start SUPPLIED PASSAGE

When blockchains started creating a real buzz, I got curious. I was lucky that I did some reading before jumping in. At the very beginning I was actually a bit skeptical. If you're going to put everyone's transactions on a blockchain, how is that going to scale? When I came across Solana, the focus on scalability stood out. This was a project actually building something that could work at scale. I consider myself lucky that I started in Solana directly.

I didn't jump in all at once. I was still working in academia and started doing two hours a week of Solana work. That quickly became four hours, because you can't really do much in two. After about four or five months of that, I realized I was already spending way more than four hours on it and having a lot of fun. That was the moment I went full time.

The academic background still shows up in how I approach problems. Research trains you to define a problem precisely, find a metric, and iterate. A lot of what we did with p-token was exactly that: a clearly defined behavior to preserve, a clear metric to drive down, and a tight loop of measuring and changing one thing at a time.

The origin of Pinocchio

Q: Pinocchio started as a conversation with Jon Cinque at a London hacker house. What problem was discussed and when did you realize you were building something bigger than a refactor of solana-program?

There was no plan. I had just joined Anza, and the London hacker house happened to be a month after I started. It was the first time I was meeting Jon in person after joining. We weren't going there to design a new library.

That same week, people at the hacker house were running into yet another round of dependency conflicts. At the time, if you wanted to write a program, even if you were using Anchor, you needed the solana-program crate. That crate had a huge number of dependencies, many of which had nothing to do with on-chain programs. It existed to serve other use cases too, so it pulled in everything those use cases needed. It was extremely easy to end up with two versions of the same dependency in conflict, and there was no clean way to resolve it. That had happened three or four times in a short period, and it was happening again that week.

So I went to Jon and said, can we do something about this? The conversation started right there. The idea was simple: build a library focused on programs only, with no external dependencies. Jon picked the name Pinocchio in that same conversation. "No strings attached," because there are no dependency strings.

The catch is that if you don't bring in the SDK, you have to rewrite all the types you need from scratch. Pubkey, AccountInfo, instruction parsing, all of it. And once we started rewriting, we realized we had an opportunity to make those types more efficient than the SDK version. Cavey had already pointed out a few places where the SDK was doing more work than it needed to, so the timing was perfect. At the beginning, efficiency was not the main goal. The main goal was eliminating dependency conflicts. But once you're rewriting the foundation anyway, you may as well rewrite it well.

It started as a small experiment, almost a "let's see what this looks like" thing. Very quickly we saw that it worked, and that it was significantly more efficient. At that point the decision to keep pushing was easy.

From building p-token to getting it to mainnet

Q: At Breakpoint 2024 in Singapore, Jon walked up and said "we're writing a new token program, transfers need to be 200 CUs or less." It currently sits at 4,645 CUs. What was your initial plan, and did you know rewriting the program in Pinocchio was going to be the answer?

Using Pinocchio was the plan from day one. By Breakpoint 2024, we had already been working on Pinocchio for several months. The first public release was either out or very close, and we knew what kind of efficiency gains we could get from it. So when Jon said "200 CUs or less," I had a baseline reason to believe it was reachable, but I wasn't sure we could actually hit that target.

end SUPPLIED PASSAGE
start PROVIDED MATERIAL

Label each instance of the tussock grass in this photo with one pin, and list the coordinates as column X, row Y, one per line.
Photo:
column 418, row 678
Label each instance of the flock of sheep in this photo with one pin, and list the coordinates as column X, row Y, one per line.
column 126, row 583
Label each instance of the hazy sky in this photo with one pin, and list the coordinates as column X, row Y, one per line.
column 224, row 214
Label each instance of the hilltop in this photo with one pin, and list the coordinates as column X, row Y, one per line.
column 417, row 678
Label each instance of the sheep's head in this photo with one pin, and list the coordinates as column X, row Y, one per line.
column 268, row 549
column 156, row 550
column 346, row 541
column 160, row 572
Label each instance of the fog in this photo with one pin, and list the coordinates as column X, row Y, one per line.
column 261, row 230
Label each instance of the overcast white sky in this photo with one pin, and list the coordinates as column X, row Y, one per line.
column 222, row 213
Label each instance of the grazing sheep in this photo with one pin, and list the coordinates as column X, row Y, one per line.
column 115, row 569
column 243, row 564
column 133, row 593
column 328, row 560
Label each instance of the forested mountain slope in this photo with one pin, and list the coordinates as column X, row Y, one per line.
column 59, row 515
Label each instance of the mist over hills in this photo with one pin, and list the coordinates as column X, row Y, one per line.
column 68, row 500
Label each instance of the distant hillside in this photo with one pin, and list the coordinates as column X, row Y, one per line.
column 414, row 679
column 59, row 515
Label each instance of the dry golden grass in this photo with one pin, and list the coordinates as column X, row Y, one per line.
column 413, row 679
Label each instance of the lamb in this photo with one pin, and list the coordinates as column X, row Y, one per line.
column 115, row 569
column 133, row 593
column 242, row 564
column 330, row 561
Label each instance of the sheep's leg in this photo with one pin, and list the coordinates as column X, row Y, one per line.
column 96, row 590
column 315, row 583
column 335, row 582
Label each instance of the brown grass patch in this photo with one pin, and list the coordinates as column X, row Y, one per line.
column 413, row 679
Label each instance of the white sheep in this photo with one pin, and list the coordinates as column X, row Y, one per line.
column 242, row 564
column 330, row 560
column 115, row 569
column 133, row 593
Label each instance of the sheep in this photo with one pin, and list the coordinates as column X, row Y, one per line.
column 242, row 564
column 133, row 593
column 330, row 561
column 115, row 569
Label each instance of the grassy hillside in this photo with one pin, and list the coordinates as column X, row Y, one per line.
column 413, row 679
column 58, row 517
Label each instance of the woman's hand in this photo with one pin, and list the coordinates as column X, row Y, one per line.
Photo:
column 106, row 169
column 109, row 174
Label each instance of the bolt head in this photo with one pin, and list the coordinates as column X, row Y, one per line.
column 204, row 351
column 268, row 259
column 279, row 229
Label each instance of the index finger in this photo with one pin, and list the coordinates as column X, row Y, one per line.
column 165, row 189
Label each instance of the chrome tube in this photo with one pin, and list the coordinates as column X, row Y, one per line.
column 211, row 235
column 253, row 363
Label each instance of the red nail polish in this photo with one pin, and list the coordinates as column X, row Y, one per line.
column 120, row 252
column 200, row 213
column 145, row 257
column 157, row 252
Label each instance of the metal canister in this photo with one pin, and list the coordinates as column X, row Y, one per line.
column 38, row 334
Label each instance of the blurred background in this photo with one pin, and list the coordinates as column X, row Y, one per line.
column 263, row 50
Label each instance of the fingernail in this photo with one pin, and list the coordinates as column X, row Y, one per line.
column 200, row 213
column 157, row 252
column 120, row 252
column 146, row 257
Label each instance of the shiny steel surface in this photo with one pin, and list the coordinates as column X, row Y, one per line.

end PROVIDED MATERIAL
start PROVIDED MATERIAL

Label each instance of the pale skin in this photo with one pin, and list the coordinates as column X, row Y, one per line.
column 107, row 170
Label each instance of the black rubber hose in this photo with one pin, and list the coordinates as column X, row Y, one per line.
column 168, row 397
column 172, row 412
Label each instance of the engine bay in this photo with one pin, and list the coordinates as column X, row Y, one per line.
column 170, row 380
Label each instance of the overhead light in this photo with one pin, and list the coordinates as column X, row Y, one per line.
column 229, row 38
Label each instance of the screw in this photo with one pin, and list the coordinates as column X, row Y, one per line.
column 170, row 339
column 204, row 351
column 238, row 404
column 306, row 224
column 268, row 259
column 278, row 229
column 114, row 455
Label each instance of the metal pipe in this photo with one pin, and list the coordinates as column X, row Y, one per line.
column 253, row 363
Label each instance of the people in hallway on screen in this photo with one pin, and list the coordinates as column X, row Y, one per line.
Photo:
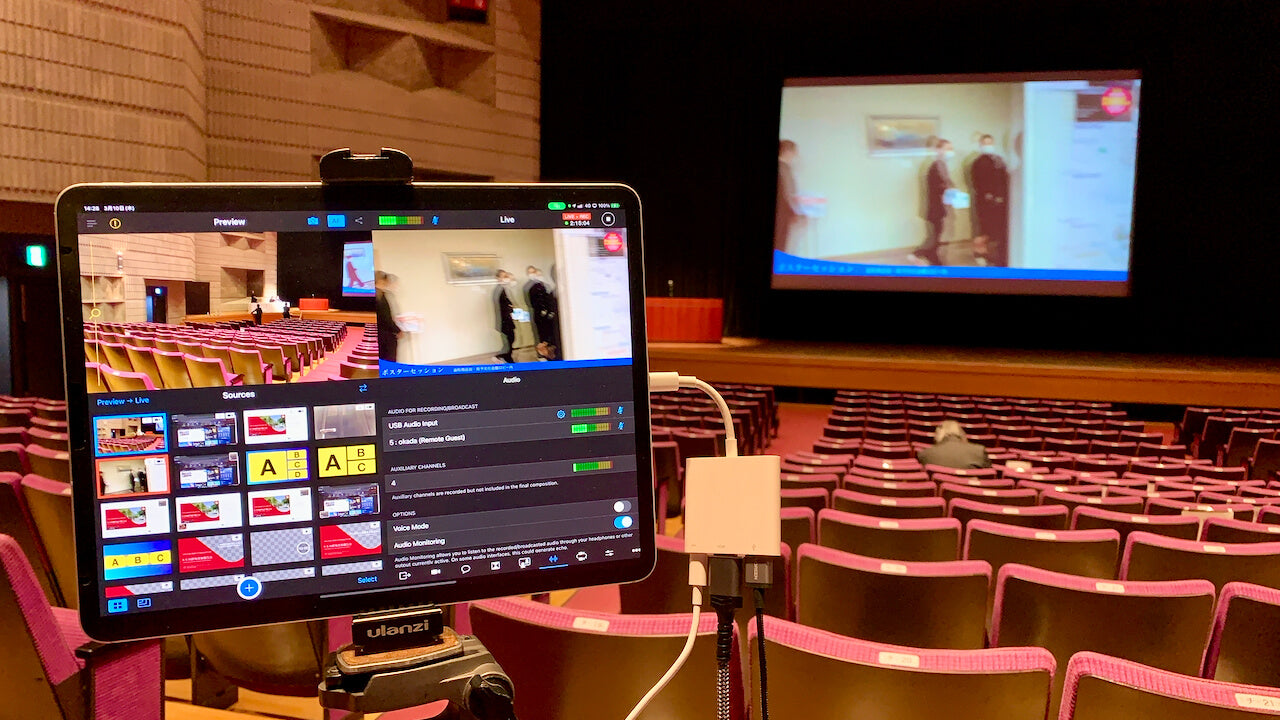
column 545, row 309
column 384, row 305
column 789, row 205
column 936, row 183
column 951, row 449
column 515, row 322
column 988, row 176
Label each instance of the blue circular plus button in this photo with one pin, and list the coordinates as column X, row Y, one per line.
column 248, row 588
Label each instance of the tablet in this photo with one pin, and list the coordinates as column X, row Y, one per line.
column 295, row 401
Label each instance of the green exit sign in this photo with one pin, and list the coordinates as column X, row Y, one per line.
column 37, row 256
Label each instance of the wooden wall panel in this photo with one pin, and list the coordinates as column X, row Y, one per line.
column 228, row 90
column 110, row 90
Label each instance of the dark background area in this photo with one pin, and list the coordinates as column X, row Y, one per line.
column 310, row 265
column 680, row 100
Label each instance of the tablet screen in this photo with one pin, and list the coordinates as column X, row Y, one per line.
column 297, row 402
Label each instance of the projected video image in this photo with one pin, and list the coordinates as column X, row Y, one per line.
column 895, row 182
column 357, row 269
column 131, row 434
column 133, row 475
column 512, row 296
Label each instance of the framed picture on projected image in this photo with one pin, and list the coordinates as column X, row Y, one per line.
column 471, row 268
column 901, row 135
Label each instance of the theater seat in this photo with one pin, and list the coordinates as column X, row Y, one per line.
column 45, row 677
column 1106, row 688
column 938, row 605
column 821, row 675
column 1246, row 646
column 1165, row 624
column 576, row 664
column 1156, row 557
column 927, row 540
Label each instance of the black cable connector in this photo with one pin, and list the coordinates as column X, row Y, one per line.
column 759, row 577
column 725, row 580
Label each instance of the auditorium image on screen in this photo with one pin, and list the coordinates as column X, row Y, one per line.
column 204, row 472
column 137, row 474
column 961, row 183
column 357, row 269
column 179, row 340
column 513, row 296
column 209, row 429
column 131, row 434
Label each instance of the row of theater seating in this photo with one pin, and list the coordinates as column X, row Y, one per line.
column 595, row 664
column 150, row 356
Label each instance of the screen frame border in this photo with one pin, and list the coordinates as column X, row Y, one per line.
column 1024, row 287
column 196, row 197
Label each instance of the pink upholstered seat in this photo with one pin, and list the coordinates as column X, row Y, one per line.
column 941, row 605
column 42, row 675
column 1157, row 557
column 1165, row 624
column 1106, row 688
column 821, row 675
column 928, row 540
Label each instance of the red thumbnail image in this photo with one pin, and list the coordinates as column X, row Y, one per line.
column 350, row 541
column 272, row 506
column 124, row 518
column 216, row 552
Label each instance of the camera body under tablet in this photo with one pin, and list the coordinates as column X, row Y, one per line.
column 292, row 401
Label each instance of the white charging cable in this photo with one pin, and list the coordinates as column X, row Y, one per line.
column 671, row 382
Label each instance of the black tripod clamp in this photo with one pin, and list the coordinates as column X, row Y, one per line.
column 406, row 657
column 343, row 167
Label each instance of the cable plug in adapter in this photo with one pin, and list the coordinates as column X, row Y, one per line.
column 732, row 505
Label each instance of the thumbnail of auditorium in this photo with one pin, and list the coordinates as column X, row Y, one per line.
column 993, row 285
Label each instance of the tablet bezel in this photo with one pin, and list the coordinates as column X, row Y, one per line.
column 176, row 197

end PROVIDED MATERIAL

| OBJECTIVES |
1. Write out the Solana interview word for word, from "It started as" down to "pushing was easy.".
2. In the Solana interview, how many hours a week of Solana work did the speaker do at first?
3. Carry the Solana interview forward from the point where it stops.
The material shown here was drawn from a source other than the Solana interview.

| WRITTEN ANSWERS |
1.
It started as a small experiment, almost a "let's see what this looks like" thing. Very quickly we saw that it worked, and that it was significantly more efficient. At that point the decision to keep pushing was easy.

2. Two hours a week.

3.
The 200 CU value wasn't an arbitrary number. Jon had a reasoning behind it. I asked him later, and he walked me through how he arrived at it. The only requirement he gave me was that single number.

The way I worked on it was to write just enough of the program to be able to run a transfer, and then optimize. I wasn't going to write the whole program, find it was too slow, and have to redo everything. I got to around 600 CUs fairly quickly, then to around 300, and at some point I crossed under 200 and ended up around 140 in the first iteration of optimizations. Once I knew transfer was that cheap, that's when we committed to writing the whole program out and keeping every instruction at the same level of optimization.

Q: SIMD-0266 was approved on March 14. Can you walk through what it took to get from a working prototype to something ready for mainnet?

Rewriting an existing program is challenging, but it's also a well-defined problem, and the well-defined part is what makes it tractable.

The challenging part is that you have to preserve behavior exactly. If you find a clever reordering of checks that would speed things up but change the order in which errors fire, you can't ship it. SPL Token is one of the most heavily used programs on Solana, and any program that depends on a specific error code firing under a specific condition would break. So errors have to happen at exactly the same point, with exactly the same input, and with exactly the same error code. That constrains the optimization space a lot.

The positive side is that you have a clear metric and a clear reference. You know what behavior you need to match, you know what the current CU consumption is, and you know what direction "better" looks like. That's actually a luxury. A lot of optimization work is hard because you don't know what good looks like. Here we always did.

Q: You've said roughly 70 percent of the CU reduction came from two changes: switching the entry point and zero-copy account access. The other 30 percent was tinkering. What did the tinkering actually look like?

The 70 percent is an estimate, but it's roughly correct. As soon as you replace the solana-program entrypoint with the Pinocchio entrypoint, and you stop using bincode and borsh in favor of zero-copy reads, you get most of the way there. Those are easy wins in the sense that they don't require touching the per-instruction logic. Doing only those changes got me to around 600 CUs on transfer. Good, but not 200.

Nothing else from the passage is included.